#### EXERCISE TEXT:
-- Opening Marker --

Over the last decade, Type 2 diabetes has been a growing concern for many countries. Places like the U.S., U.K, and China have seen increasing rates of T2 diagnosis, and government health agencies and global health organizations have been rushing to implement programs that will help turn these numbers around. And recently, a study from the Centers for Disease Control and Prevention in the United States, welcomed some good news from the Type 2 trenches.
For the first time in two decades, the U.S. has seen a leveling off of adults diagnosed with Type 2 diabetes, with the average number of new cases from 2008 – 2012 decreasing about 5.4%. The data, which was collected through the National Health Interview Study, polled 665,000 adults aged 20 to 79. This study is designed to track how well the country is succeeding in their health initiatives, and the initial data is looking pretty good.
The U.S. has turned a strong eye over the last 5-10 years to making healthy lifestyle changes, and passed legislation to increase transparency at restaurants and fast food joints, including listing calorie and nutritional information on menus. It’s possible that small changes like these have helped Americans make healthier decisions.
According to researchers from the CDC, the data also suggests that more positive lifestyle changes have improved death rates from Type 2 diabetes. “People with diabetes are living longer and living healthier” stated Dr. Robert Ratner, the chief scientific and medical officer for the American Diabetes Association.
It’s still too early to tell if this is going to be a long-term decline in new T2 cases, but it’s a bit of positive news for the diabetes community. If not a strong downwards trend, there’s definitely evidence that the rapid increase of Type 2 diabetes of the last few decades is starting to slow down. By sharing more of our stories from the Type 2 community and continuing to educate others on how to decrease Type 2 risks and live healthy lives with diabetes, we can continue to have a positive impact.

-- Closing Marker --

#### THE DATA:
-- Opening Marker --

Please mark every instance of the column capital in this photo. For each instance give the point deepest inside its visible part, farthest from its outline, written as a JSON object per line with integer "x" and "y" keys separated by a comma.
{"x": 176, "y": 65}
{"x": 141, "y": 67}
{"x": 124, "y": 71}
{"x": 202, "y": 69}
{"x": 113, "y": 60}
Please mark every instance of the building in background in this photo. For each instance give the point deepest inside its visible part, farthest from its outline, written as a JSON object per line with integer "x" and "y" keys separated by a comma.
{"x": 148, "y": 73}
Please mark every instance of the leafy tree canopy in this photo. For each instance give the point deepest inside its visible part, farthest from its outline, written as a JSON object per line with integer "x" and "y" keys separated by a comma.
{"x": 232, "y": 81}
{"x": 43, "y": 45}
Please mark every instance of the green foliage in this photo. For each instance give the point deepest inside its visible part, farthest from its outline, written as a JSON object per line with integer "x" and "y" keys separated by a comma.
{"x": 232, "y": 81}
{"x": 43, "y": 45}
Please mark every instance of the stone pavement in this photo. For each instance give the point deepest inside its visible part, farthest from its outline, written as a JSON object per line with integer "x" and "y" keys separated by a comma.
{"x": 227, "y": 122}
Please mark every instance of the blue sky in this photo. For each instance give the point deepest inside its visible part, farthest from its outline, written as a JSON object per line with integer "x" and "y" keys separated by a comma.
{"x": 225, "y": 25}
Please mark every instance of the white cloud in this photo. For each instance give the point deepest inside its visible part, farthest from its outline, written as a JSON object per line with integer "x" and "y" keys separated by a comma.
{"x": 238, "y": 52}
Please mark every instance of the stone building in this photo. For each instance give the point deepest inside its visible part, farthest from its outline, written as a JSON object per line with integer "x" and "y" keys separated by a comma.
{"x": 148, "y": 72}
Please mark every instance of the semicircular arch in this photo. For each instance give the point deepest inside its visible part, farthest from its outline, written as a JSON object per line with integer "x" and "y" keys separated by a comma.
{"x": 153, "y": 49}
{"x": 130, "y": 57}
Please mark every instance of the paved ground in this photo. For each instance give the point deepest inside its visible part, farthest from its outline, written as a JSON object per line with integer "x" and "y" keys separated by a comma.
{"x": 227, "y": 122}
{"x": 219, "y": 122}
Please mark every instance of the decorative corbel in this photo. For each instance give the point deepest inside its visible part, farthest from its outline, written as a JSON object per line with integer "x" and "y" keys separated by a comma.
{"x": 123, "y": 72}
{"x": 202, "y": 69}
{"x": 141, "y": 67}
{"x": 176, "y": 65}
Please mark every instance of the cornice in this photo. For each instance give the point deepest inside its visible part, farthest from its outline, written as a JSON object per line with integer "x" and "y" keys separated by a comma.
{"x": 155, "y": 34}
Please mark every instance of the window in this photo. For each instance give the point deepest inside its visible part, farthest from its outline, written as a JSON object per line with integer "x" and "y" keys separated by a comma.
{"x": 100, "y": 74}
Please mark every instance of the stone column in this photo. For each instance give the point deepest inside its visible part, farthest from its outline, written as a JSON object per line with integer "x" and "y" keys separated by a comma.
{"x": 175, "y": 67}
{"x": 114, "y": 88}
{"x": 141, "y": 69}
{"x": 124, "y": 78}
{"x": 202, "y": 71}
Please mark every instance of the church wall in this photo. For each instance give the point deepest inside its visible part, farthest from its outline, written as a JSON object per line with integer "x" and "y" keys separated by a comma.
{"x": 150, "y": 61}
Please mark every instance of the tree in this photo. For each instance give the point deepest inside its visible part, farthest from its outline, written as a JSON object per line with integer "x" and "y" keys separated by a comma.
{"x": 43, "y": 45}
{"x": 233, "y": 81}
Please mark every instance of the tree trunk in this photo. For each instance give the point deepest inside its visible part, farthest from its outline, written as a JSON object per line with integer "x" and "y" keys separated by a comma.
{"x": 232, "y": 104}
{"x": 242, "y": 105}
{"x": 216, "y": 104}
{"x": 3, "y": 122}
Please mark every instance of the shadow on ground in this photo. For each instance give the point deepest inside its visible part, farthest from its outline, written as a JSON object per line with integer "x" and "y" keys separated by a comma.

-- Closing Marker --

#### EXERCISE INSTRUCTIONS:
According to the text on Type 2 diabetes, how many adults did the National Health Interview Study poll? You won't need the data here.

#### EXPECTED ANSWER:
665,000 adults aged 20 to 79.